* Text block:
72. Edit Distance (JAVA)

Given two words word1 and word2, find the minimum number of operations required to convert word1 to word2.

You have the following 3 operations permitted on a word:

  1. Insert a character
  2. Delete a character
  3. Replace a character

Example 1:

Input: word1 = "horse", word2 = "ros"
Output: 3
Explanation:
horse -> rorse (replace ‘h‘ with ‘r‘)
rorse -> rose (remove ‘r‘)
rose -> ros (remove ‘e‘)

Example 2:

Input: word1 = "intention", word2 = "execution"
Output: 5
Explanation:
intention -> inention (remove ‘t‘)
inention -> enention (replace ‘i‘ with ‘e‘)
enention -> exention (replace ‘n‘ with ‘x‘)
exention -> exection (replace ‘n‘ with ‘c‘)
exection -> execution (insert ‘u‘)

Records from a point labeling set
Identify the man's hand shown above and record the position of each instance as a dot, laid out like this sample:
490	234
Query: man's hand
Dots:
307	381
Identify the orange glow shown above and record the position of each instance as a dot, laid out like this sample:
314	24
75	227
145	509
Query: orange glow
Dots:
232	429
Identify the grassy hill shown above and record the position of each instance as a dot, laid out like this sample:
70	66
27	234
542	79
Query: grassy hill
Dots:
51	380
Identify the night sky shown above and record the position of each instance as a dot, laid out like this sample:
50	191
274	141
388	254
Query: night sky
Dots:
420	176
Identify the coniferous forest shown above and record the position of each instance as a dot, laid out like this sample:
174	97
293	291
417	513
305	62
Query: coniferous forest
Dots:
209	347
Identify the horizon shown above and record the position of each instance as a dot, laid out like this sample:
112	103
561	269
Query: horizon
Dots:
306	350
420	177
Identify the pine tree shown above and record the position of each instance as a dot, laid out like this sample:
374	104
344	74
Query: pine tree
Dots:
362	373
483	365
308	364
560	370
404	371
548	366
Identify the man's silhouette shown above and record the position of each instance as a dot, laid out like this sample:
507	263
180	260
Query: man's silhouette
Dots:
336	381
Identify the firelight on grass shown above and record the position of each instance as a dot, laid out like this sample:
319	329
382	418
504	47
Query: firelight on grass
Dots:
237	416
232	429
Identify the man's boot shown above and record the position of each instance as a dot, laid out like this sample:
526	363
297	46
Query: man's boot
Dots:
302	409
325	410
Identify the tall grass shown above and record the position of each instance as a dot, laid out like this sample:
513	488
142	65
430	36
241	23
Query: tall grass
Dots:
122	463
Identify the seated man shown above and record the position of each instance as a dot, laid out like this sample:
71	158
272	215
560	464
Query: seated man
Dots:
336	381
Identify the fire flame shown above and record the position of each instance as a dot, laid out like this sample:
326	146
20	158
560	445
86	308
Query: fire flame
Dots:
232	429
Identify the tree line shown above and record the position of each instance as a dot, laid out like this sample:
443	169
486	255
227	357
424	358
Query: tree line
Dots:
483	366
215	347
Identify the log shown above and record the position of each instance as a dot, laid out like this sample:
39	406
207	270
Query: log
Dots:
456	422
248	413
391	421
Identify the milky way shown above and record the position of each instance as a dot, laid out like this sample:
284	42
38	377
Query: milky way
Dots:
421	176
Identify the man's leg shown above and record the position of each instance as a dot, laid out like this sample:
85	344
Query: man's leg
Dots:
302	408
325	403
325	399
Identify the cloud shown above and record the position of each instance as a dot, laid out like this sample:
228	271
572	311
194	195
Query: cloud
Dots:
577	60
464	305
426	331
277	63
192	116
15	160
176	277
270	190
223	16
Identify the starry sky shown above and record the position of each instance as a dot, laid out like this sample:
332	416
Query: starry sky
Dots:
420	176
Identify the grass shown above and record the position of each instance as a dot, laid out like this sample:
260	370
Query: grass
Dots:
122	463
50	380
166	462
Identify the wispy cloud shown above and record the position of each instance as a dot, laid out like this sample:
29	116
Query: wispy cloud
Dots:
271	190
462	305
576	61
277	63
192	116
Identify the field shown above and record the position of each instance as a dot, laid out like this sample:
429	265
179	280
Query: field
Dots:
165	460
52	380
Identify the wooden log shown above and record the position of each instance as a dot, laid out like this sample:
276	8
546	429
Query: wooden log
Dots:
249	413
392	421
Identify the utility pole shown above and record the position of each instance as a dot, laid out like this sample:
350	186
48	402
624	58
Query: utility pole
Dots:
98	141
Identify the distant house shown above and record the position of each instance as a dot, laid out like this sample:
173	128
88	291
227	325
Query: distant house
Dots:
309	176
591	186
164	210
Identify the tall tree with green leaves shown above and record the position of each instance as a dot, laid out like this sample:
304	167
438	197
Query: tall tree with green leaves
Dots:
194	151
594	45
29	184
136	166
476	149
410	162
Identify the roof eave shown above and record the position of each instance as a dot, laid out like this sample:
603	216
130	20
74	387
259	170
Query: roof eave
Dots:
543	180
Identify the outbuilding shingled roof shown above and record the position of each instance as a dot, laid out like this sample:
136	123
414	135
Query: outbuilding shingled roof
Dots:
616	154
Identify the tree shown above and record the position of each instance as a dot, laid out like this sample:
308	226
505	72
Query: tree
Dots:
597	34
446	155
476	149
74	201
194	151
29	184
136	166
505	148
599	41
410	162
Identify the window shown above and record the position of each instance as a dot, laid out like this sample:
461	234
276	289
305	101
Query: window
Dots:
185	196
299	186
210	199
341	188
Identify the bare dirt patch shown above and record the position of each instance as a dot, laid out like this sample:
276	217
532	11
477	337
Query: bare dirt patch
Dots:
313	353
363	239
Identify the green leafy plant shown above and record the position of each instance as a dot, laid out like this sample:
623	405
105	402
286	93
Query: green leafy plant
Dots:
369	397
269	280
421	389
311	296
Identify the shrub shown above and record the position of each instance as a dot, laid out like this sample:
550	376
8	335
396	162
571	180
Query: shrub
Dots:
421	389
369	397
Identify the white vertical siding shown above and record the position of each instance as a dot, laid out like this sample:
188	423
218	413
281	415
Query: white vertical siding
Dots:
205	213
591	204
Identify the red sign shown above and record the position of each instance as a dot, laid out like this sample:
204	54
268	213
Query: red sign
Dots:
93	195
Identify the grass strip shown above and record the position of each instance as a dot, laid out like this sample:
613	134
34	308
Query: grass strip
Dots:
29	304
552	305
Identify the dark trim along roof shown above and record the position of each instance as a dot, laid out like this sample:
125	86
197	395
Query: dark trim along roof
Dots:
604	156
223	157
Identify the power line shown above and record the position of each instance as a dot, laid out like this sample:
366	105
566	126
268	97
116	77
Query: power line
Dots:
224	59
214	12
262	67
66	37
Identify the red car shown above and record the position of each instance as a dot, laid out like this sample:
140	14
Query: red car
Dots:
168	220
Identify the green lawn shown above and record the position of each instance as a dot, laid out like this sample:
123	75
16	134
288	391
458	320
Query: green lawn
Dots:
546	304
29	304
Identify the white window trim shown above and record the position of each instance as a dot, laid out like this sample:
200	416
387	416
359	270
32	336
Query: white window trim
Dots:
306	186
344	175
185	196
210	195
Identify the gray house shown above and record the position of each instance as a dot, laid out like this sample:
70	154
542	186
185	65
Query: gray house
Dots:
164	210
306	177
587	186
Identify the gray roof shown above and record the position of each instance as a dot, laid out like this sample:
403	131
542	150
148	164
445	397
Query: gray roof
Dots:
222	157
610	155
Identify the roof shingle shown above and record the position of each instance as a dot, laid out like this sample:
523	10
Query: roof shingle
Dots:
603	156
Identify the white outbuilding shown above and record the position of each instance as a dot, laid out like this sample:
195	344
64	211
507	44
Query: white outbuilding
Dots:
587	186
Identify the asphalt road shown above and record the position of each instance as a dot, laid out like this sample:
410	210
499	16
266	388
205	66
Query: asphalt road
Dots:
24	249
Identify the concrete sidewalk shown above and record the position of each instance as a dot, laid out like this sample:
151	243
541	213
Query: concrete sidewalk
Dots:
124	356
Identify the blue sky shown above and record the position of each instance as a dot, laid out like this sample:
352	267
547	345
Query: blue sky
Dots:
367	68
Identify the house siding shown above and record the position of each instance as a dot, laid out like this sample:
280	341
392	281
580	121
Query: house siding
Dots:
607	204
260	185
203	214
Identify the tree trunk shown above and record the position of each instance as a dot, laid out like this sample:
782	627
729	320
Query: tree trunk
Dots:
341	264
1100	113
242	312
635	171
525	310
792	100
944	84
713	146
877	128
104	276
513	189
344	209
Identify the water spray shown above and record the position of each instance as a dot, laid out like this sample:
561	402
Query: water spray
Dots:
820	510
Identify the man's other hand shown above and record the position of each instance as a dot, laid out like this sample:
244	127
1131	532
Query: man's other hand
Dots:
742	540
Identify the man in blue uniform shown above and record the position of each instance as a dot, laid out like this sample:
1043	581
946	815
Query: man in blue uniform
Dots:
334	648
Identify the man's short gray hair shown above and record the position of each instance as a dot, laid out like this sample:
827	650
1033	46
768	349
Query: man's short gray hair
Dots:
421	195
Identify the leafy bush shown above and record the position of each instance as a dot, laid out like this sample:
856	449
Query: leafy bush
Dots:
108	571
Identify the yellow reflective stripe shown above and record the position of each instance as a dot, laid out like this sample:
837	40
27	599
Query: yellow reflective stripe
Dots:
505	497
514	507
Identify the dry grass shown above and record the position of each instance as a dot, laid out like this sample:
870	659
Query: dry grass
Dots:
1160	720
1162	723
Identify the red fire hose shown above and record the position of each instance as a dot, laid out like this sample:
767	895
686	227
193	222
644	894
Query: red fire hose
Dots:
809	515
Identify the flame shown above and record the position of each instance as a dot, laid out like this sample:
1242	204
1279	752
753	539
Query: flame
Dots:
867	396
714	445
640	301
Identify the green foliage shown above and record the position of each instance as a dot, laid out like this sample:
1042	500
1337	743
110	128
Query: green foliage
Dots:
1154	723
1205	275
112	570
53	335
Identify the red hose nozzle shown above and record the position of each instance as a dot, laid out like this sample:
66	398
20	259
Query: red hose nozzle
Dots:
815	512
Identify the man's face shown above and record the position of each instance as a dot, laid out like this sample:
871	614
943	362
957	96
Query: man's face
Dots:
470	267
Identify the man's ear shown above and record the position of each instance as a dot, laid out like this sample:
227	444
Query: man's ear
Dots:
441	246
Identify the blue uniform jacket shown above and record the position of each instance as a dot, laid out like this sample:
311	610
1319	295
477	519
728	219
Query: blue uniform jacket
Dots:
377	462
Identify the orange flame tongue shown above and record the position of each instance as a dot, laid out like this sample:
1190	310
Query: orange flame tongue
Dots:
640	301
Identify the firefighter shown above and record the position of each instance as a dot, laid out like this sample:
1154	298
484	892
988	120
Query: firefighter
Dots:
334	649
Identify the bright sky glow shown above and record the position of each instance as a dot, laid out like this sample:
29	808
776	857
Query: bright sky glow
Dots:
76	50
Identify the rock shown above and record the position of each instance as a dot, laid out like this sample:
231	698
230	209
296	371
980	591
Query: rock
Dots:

* Given task:
In the edit distance problem, what output is given for word1 = "intention" and word2 = "execution"?

* Solution to this exercise:
5